* [Problems]
(1) Transcribe everything in the log splitter thread from "Our local Atwoods" down to "muddstopper (Dec 11, 2015)".
(2) Name every user who heads a post in the log splitter thread.
(3) Take the log splitter thread further, starting after its final line.
══ Page
# Anyone try a Black Diamond Log Splitter?



## svk (Dec 10, 2015)

They have these for sale locally. 25T for $999 horizontal/vertical. Looks like a DHT knock off.


----------



## ashy larry (Dec 10, 2015)

Arent they all knock offs anymore?


----------



## olympyk_999 (Dec 10, 2015)

ashy larry said:


> Arent they all knock offs anymore?


no kidding...how is that a knock off of DHT when DHT is a knock off of Speeco?


----------



## TimberWolf530 (Dec 11, 2015)

I've seem them in Rural King. They appear to be well built.


----------



## LogSawyer74 (Dec 11, 2015)

Our local Atwoods store have them. Look well built, but seem everything on them (hoses, cylinder, engine) is Chinese. I guess that doesn't matter as much as it used to, but I still try to buy American made stuff if possible....


----------



## muddstopper (Dec 11, 2015)
════
══ Data records
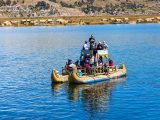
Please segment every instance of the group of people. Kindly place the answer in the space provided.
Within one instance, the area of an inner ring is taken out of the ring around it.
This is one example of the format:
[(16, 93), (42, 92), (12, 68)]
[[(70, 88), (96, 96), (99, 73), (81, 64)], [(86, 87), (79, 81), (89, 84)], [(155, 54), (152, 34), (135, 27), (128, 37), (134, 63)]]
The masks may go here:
════
══ Data records
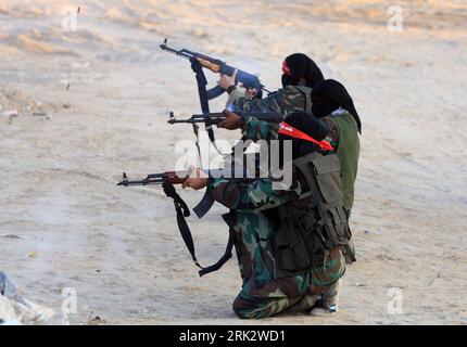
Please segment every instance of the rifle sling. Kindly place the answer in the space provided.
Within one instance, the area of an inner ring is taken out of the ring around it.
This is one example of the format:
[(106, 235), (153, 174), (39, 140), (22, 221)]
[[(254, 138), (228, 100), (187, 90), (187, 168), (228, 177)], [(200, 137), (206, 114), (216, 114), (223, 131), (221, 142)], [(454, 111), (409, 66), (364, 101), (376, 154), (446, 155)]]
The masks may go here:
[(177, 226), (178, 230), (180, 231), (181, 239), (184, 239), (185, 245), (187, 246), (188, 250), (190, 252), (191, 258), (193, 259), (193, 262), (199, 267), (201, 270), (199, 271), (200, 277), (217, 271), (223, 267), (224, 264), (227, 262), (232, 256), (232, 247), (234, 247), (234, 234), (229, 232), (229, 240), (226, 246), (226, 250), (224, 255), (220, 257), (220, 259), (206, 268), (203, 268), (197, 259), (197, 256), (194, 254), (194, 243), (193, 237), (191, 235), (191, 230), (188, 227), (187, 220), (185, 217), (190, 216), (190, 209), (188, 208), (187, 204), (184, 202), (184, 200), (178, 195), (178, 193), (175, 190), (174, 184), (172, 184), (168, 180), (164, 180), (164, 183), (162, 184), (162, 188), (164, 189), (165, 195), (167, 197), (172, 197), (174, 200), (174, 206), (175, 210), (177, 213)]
════
══ Data records
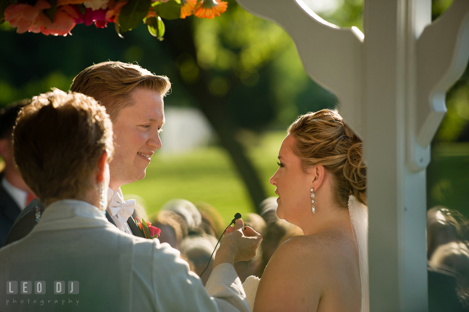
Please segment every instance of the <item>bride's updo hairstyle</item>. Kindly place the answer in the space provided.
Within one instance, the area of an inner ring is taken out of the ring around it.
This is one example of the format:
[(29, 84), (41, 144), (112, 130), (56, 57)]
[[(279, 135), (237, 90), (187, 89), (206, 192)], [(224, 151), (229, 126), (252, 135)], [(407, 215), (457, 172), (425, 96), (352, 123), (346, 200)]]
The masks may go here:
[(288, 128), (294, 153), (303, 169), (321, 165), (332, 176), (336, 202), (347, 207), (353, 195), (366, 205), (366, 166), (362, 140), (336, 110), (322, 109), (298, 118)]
════
* [Written answers]
(1)
Our local Atwoods store have them. Look well built, but seem everything on them (hoses, cylinder, engine) is Chinese. I guess that doesn't matter as much as it used to, but I still try to buy American made stuff if possible....


----------



## muddstopper (Dec 11, 2015)

(2)
svk
ashy larry
olympyk_999
TimberWolf530
LogSawyer74
muddstopper

(3)
Everybody has been trying to improve the log splitter every since the first one was build in somebodies garage way back when ever the first one was built. There have been many improvements along the way, but they all do the same thing which is split wood. They all are pretty basic, a hyd cyl, hyd pump, control valve, and a engine. They havent really been improved, just different components and combinations of things that have been around for a long time. Even the flywheel splitters are copies of old haybailer and wheel of death, to wood splitter conversions. True, some are made of better quality parts than others, but its pretty much buy one, or its clone and you have pretty much the same thing.


----------



## svk (Dec 11, 2015)

LogSawyer74 said:


> Our local Atwoods store have them. Look well built, but seem everything on them (hoses, cylinder, engine) is Chinese. I guess that doesn't matter as much as it used to, but I still try to buy American made stuff if possible....


I noticed the no name engine on it although I hear some of the knock off engines are pretty good now.


----------



## reddogrunner (Dec 11, 2015)

They used to put Kohler on them, I thought


----------



## Tomc460 (Dec 12, 2015)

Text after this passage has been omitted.